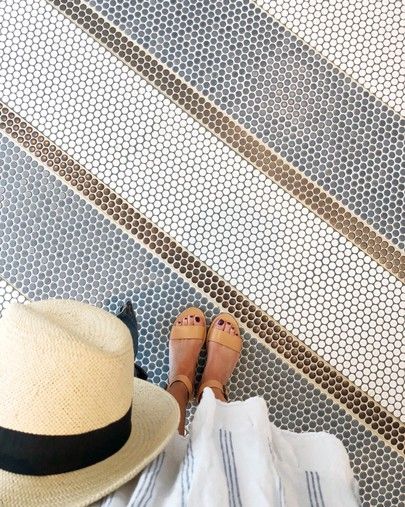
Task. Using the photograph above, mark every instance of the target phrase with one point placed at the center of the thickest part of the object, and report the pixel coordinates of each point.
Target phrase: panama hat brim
(155, 417)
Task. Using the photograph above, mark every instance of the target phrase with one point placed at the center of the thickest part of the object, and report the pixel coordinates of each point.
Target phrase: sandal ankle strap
(184, 380)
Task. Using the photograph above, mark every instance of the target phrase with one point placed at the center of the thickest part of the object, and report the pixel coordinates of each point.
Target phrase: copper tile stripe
(237, 137)
(320, 373)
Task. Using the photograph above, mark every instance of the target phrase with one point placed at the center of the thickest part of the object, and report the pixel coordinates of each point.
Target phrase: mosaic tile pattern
(265, 243)
(364, 38)
(250, 148)
(8, 294)
(76, 252)
(282, 91)
(286, 345)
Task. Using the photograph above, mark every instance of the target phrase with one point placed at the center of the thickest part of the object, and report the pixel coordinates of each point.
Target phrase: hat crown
(66, 368)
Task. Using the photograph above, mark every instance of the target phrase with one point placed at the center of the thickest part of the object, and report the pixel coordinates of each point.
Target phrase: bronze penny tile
(236, 136)
(293, 351)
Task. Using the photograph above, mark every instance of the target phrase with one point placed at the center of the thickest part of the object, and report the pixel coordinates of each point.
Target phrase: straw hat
(68, 400)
····················
WHAT YOU WILL DO: An exact copy of the data is required, with the pictures excluded.

RESULT OF THIS TASK:
Task. Using the photograph above, mark every instance of the target phrase with one point placed at the center of the thickest part of the object, and report the pixel coordinates of each point.
Target phrase: panama hat brim
(155, 417)
Task. Using the photograph above, mark every instance of the target phrase with one point placed at the center of the thickest part of the object, and report the pixel coordinates of each point.
Target phrase: sandal ankle strap
(184, 380)
Task. Using the photograph above, mark every instance of the target phrase with one point placed at the center of the thickest part of the object, and report the pixel coordinates of each point.
Target phrase: copper tile stripe
(237, 137)
(320, 373)
Task. Using the photograph above, mark every instance of the target phrase with one point placed at the center of the thickest part of the object, and report the pixel coordinates of each point.
Target phrase: mosaic tile pattern
(265, 243)
(364, 38)
(250, 148)
(8, 294)
(76, 252)
(282, 91)
(286, 345)
Task. Using the photograph above, mark every instance of the target phrase with one point placed at the center of the thickest part of the object, and report the pixel coordinates of each point.
Target phrase: hat crown
(66, 368)
Task. Using the photograph above, mark every instance of the target phrase with one point placed at the center of the thickest part of the object, and report the pixel coordinates of each point.
Target phrase: bronze penny tile
(236, 136)
(293, 351)
Task. Using the photograph above, mark every instance of the target phrase with one point placed at the center of the thickest part of the object, and report the pixel coordinates of each point.
Target phrase: straw hat
(68, 400)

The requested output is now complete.